## WHAT TO WORK ON
Swap "pale blue sky" for "light blue sky" in the stretch from the start of the records through the line containing "[29,350,123,414]". Give that stretch back otherwise unchanged, leaving out the pictures.
====== EXCERPTED RECORDS ======
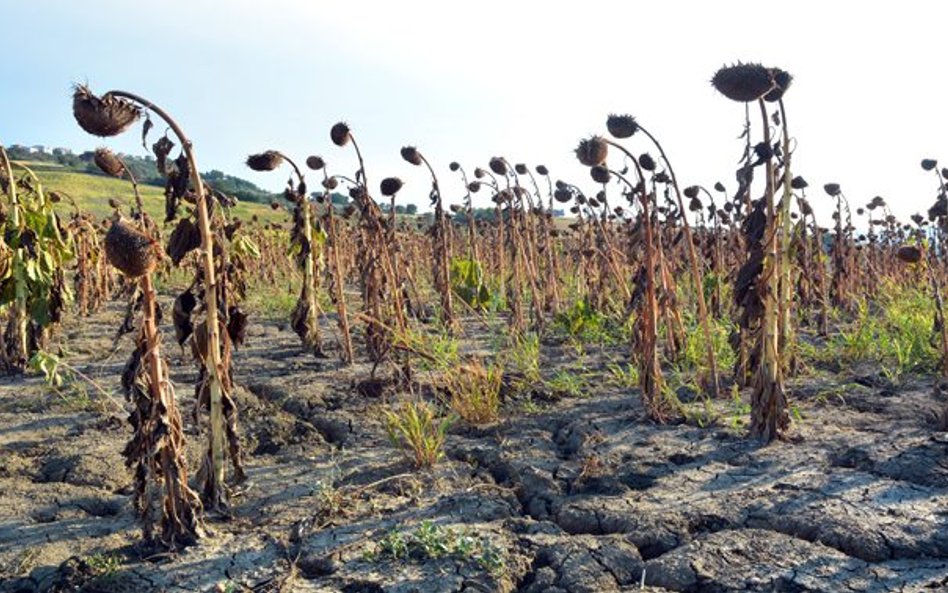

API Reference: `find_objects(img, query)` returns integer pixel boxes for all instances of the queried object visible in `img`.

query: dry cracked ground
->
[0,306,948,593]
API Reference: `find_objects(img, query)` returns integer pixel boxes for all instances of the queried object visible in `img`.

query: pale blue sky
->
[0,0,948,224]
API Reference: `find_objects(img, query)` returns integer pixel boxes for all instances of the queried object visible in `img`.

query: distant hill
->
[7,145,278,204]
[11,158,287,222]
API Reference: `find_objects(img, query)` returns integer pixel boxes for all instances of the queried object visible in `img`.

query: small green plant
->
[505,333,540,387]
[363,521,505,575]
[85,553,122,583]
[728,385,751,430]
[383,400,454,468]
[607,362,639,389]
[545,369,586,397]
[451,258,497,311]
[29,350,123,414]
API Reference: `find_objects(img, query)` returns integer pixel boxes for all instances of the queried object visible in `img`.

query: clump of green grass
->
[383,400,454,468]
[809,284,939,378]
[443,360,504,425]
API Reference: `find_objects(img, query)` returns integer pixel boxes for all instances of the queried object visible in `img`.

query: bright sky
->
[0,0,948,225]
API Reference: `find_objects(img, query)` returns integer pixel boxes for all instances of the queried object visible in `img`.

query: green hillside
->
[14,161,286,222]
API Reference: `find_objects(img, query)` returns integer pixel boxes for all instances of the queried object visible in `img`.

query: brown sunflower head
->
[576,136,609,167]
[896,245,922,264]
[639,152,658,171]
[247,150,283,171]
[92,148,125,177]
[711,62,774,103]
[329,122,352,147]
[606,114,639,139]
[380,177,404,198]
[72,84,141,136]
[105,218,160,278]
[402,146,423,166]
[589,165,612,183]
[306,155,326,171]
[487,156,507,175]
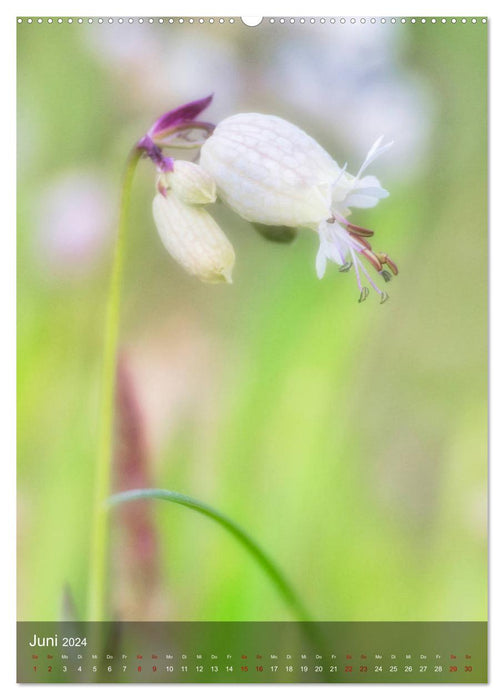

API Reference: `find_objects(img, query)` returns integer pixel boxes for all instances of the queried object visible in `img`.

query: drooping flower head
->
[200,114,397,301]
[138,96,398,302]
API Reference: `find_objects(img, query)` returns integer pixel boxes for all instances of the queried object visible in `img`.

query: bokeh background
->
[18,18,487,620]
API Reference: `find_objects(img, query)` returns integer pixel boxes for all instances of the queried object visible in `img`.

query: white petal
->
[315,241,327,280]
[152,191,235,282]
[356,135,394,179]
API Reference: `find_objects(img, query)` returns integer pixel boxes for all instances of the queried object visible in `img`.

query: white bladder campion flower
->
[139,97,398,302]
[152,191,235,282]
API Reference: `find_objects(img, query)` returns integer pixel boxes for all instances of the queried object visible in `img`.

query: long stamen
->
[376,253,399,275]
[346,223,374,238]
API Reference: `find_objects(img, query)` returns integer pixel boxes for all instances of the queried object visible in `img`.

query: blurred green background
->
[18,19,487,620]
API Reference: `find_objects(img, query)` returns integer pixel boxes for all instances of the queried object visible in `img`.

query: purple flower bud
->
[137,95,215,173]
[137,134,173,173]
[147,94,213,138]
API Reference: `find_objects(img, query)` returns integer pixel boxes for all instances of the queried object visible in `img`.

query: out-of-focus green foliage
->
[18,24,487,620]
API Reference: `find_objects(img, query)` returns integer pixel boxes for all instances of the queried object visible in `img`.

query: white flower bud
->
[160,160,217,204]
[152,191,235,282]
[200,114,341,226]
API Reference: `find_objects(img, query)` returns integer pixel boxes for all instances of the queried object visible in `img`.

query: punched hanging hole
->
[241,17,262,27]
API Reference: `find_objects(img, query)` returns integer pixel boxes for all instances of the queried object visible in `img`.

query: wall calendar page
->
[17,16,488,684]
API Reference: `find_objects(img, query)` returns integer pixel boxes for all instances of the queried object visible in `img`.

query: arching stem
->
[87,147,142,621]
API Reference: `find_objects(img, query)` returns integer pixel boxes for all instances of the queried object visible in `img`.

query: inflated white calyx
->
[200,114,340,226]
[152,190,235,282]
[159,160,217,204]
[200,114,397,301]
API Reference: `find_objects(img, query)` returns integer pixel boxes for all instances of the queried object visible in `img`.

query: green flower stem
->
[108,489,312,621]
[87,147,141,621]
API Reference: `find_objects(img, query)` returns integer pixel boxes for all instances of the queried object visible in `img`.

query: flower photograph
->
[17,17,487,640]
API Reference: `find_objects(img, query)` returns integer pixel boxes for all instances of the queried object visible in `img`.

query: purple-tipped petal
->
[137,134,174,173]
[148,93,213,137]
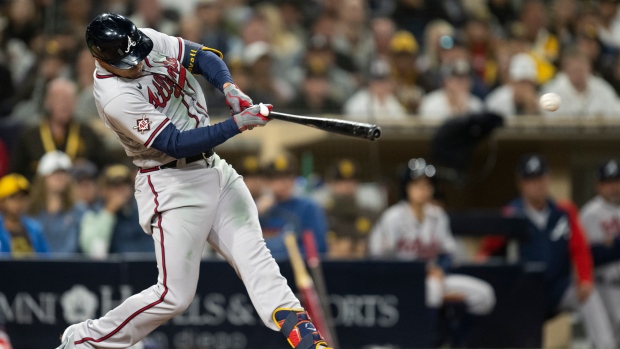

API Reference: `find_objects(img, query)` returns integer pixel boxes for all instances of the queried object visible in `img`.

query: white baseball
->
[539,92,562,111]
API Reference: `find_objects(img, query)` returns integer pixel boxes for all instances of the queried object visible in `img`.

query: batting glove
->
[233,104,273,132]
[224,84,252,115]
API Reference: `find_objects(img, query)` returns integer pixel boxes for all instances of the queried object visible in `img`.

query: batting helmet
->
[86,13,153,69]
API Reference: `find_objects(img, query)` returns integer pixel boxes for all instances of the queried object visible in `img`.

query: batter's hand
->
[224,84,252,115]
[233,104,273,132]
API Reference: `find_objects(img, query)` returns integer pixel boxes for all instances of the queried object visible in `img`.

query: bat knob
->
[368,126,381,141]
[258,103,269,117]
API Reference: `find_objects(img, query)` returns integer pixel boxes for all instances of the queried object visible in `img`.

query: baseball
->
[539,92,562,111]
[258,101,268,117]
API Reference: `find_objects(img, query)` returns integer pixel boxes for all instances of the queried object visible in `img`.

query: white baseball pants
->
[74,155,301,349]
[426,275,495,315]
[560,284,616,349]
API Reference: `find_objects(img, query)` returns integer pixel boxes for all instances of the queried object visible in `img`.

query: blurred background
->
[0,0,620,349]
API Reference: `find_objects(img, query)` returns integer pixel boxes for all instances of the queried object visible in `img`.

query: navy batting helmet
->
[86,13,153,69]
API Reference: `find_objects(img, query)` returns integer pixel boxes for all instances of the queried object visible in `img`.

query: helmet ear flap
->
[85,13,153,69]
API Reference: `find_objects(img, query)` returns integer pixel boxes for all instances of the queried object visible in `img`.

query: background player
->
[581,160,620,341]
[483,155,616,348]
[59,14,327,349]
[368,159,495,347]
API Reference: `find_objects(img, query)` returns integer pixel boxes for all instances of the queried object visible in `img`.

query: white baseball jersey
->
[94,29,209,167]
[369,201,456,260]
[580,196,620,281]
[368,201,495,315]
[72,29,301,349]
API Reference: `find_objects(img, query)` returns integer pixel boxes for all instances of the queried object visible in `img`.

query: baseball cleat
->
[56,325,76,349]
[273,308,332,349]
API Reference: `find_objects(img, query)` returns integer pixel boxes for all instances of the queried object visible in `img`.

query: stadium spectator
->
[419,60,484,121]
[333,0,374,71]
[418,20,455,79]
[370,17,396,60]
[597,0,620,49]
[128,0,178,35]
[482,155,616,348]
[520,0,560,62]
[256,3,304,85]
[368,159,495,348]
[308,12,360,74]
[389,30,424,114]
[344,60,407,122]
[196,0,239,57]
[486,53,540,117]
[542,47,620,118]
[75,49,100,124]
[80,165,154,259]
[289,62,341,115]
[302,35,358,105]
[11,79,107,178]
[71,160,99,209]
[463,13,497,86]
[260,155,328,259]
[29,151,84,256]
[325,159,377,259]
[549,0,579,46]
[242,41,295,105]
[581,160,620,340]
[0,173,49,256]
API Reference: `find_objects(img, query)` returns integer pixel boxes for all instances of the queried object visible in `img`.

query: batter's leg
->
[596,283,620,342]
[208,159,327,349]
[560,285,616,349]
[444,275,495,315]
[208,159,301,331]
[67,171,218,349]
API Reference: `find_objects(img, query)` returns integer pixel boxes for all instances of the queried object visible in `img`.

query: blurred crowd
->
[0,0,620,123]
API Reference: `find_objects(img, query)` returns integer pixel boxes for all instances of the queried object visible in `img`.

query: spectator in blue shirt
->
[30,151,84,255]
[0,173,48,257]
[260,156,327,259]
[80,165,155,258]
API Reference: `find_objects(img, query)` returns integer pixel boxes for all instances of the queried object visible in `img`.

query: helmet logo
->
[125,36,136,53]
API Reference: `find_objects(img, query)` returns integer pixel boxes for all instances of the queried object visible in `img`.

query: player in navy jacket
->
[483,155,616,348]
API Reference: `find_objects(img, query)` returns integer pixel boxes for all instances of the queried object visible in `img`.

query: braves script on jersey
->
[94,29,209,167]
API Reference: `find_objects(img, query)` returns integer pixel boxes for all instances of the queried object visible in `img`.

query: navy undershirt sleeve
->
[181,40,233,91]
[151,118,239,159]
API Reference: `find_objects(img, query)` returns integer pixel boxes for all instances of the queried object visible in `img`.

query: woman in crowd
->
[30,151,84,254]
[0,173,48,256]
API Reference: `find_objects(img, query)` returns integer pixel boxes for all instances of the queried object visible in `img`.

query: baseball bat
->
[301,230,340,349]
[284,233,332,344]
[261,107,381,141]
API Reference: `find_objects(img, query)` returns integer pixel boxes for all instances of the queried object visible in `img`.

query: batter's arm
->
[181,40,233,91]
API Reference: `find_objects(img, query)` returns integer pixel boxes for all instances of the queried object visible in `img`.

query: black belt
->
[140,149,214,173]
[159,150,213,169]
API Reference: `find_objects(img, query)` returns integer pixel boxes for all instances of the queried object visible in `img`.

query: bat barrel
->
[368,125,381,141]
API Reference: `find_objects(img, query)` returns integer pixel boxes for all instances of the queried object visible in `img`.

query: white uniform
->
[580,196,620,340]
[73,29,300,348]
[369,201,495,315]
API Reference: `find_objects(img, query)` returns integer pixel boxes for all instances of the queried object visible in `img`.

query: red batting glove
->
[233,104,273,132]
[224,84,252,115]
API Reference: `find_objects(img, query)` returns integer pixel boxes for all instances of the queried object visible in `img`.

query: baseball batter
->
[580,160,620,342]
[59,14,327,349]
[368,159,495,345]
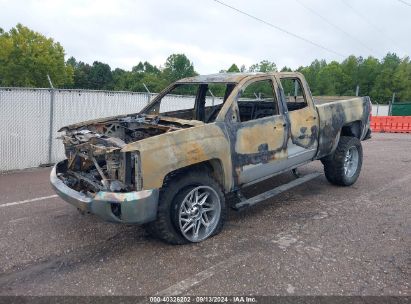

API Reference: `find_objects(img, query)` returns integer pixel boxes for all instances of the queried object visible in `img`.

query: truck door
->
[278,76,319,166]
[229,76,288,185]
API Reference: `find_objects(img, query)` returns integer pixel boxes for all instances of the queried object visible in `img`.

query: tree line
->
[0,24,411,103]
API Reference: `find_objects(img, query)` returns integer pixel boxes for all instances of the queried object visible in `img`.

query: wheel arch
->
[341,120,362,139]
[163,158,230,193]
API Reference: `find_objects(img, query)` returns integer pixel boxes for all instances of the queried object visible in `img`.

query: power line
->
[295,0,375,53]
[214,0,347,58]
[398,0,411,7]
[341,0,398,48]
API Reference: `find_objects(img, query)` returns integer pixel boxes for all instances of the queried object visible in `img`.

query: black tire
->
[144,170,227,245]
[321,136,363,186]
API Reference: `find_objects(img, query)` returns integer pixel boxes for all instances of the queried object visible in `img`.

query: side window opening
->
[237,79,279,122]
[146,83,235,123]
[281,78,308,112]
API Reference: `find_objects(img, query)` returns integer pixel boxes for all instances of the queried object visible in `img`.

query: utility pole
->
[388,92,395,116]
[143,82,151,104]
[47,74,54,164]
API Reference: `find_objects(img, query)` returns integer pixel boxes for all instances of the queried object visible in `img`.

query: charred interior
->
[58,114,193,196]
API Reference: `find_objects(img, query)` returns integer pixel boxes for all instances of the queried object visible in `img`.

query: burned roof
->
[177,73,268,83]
======
## WRITTEN SOLUTION
API Reference: `find_objects(img, query)` returns integer pixel boxes for all instances of the queried object visible in `img`.

query: dry cracked ground
->
[0,306,948,593]
API Reference: `find_objects(img, query)` returns integer pixel boxes for all instances of the queried object visible in `img`.

query: light blue sky
->
[0,0,948,224]
API Reference: `find_objects(img, query)` returns integer pixel boxes for all instances of the queried object visible in `img`.

query: distant hill
->
[7,145,278,204]
[11,158,287,222]
API Reference: `find_objects(img, query)` returns integer pixel boxes for all instances of the queried object visible in `img`.

query: small green plant
->
[505,333,540,387]
[363,521,505,575]
[85,553,122,583]
[728,385,751,430]
[383,400,454,468]
[607,362,639,389]
[545,369,586,397]
[451,258,497,311]
[29,350,123,414]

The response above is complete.